(SUPPLIED PASSAGE)

Fullback/middle linebacker Keiki Misipeka is helping the Islanders fill the void left by the departure of Josh White.

Misipeka a madman
on the field

The Islanders' fullback/linebacker
turns it up a notch when playing

Meet Keiki Misipeka, a respectful young man who carries himself with a polite, easy-going demeanor away from the football field.

"He's a really calm guy. He kind of blends into the crowd," said Robert Kemfort, Misipeka's teammate with the Hawaiian Islanders.

Stay out of the way of Keiki Misipeka, now a madman in shoulder pads. He's the one with the mane flowing out the back of his helmet, relishing the impact of stuffing a ball carrier or stepping up to smack a blitzing linebacker.

"He's quiet and calm, but once he's on the field he hits that switch," Islanders receiver/defensive back Anthony Arceneaux said.

Misipeka, with his varied on- and off-field personas, has been a key addition to the Islanders early in the arenafootball2 season with his physical play and infectious enthusiasm.

"He's a wild man on the field," Kemfort said. "When the game comes you see his vocal side come out and you see him start amping. He gets us hyped up."

Misipeka and the Islanders (1-1) are looking forward to playing in front of the local fans for the first time this season when they face Bossier-Shreveport in their home opener tomorrow night at the Blaisdell Arena. Kickoff is set for 6:30 p.m.

Misipeka has stepped in as a fullback/linebacker in his first season with the Islanders, sharing time with veteran Vai Notoa, and has emerged as an inspirational leader.

"He has that passion for the game that's contagious for the rest of the players," Islanders coach Cal Lee said. "He goes out there and plays with a lot of enthusiasm and all the other players get excited and you need that kind of stuff."

The fullback's primary duty in an arena football offense is to serve as the personal protector for the quarterback while waiting for the rare opportunity to carry the ball. But he's also enjoying life playing in the middle of the Islanders' defensive scheme this season.

"I really wanted to try defense, but I really didn't have a chance (in college)," Misipeka said. "Just to be on the other side of the ball, I'm a little bit more excited, kind of amped up about everything."

(End SUPPLIED PASSAGE)

## TASK REQUIREMENTS
**A)** In the article about Keiki Misipeka, which team do the Islanders face in their home opener?
**B)** Extend the article about Keiki Misipeka, starting right after its final quotation from Misipeka.
The records are separate material and have no connection to the article about Keiki Misipeka.

(RECORDS SUPPLIED)

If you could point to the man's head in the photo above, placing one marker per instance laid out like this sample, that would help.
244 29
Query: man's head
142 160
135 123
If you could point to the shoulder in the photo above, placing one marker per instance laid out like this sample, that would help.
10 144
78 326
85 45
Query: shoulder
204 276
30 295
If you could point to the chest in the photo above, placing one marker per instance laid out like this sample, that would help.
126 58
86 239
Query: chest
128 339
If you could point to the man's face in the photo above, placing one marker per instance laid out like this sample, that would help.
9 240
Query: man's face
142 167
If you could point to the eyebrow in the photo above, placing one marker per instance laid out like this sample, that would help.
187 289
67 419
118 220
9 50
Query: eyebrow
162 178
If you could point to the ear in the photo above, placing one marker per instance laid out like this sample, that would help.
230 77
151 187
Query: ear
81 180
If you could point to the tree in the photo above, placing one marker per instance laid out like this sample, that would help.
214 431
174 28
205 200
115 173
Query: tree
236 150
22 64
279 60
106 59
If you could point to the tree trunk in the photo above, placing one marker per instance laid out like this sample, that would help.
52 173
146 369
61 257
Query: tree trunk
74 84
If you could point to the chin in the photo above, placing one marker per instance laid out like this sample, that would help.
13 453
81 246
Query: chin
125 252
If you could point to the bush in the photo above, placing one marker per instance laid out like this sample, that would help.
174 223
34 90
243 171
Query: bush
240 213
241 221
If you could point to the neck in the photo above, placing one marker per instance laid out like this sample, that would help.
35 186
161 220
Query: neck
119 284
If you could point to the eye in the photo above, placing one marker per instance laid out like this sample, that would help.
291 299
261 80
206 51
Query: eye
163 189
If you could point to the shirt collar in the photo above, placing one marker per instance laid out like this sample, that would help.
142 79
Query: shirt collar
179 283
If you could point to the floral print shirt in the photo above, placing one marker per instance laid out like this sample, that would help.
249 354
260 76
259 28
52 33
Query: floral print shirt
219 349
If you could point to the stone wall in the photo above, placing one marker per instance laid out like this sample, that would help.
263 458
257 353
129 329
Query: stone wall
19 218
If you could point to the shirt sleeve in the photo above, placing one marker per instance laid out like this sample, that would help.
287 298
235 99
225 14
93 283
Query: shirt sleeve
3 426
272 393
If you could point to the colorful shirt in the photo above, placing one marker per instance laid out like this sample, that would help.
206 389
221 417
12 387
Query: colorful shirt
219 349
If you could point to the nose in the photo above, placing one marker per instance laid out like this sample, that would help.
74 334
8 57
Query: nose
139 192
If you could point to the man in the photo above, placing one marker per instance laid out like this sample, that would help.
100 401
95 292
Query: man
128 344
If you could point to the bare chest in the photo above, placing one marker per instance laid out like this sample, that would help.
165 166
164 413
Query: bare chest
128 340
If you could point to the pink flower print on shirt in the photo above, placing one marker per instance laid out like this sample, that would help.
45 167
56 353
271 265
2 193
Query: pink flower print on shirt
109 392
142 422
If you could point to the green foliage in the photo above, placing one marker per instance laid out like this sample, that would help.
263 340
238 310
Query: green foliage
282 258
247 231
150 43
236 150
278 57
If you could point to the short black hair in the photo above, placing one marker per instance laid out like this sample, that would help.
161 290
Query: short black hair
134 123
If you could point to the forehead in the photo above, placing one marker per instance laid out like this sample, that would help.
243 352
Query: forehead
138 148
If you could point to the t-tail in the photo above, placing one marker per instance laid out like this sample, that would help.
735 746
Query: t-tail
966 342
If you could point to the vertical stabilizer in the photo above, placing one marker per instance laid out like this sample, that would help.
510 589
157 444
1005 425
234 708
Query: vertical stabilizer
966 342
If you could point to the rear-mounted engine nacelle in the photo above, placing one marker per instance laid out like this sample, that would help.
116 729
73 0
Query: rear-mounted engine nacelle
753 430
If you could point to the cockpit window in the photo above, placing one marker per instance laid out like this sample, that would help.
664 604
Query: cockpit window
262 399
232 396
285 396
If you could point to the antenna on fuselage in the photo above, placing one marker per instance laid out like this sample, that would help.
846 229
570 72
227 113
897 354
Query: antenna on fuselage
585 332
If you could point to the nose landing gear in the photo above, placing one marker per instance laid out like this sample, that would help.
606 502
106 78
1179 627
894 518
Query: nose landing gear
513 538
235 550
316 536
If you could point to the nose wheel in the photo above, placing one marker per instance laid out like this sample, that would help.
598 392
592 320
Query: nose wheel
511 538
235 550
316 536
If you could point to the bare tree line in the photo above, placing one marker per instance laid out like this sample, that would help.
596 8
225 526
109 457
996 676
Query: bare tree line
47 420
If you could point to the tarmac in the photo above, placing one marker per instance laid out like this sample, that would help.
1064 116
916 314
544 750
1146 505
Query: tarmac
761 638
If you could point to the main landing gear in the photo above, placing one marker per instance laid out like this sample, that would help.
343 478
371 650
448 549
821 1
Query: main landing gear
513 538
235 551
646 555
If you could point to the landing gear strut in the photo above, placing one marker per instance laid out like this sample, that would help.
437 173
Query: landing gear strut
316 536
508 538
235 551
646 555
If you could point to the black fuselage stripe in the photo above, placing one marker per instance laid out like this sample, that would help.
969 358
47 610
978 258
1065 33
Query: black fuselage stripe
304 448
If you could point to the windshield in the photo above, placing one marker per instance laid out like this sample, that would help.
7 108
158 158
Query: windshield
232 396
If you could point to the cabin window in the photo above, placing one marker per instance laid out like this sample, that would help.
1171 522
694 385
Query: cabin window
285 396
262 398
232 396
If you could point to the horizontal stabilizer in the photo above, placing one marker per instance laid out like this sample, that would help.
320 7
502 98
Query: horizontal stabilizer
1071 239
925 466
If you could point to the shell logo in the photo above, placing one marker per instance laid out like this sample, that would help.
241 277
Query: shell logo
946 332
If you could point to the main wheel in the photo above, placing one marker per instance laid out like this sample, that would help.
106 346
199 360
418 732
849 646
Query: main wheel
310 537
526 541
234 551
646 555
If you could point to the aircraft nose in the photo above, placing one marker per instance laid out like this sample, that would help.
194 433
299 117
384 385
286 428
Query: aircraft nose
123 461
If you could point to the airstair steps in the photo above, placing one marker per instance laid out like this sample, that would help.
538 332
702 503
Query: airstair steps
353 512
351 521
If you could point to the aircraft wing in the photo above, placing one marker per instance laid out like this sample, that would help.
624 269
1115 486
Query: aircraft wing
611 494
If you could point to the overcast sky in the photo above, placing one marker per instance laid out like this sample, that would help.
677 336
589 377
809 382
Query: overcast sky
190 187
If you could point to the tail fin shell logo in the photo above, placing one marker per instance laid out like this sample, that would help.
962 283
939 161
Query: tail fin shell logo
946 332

(End RECORDS SUPPLIED)

## EXERCISE RESPONSES
**A)** Bossier-Shreveport

**B)**
Misipeka, who grew up in American Samoa, played one season at the University of Hawaii, where he gained 11 yards on just two carries with the Warriors in 2001. He transferred to Southeast Missouri State, an NCAA Division I-AA school, for the 2002 season and ran for 756 yards and 13 touchdowns as a senior.

He earned a roster spot with the Edmonton Eskimos of the Canadian Football League, but was released just before the playoffs and missed out on the Eskimos' 2003 Grey Cup run.

Misipeka also hit a low point away from the field as his family had moved from Samoa so his father, Kelemete, could receive medical treatment in Honolulu. Misipeka returned to Hawaii last December, a day after his father died.

"It was really hard for me because he didn't really have a chance to see me play in college," said Misipeka, himself a father of three.

"Every time I step on the field I think about my father. I know for sure he's watching me from above, and all the drive I have is all because of him."

Misipeka's cousin, Trevor, plays for af2's San Diego Riptide and got Keiki in contact with Islanders assistant coach Frank Pahia. He showed up at the Islanders' open tryout and eventually found his way onto the 19-man active roster for the Islanders' first two games of the season.

His addition has helped ease the loss of Josh "Zeus" White, who earned a promotion to the Arena Football League's New York Dragons.

"Any time you lose a person of Zeus's caliber those are big shoes to fill. Keiki is filling those shoes pretty fast," Lee said. "Every game he's getting better and better."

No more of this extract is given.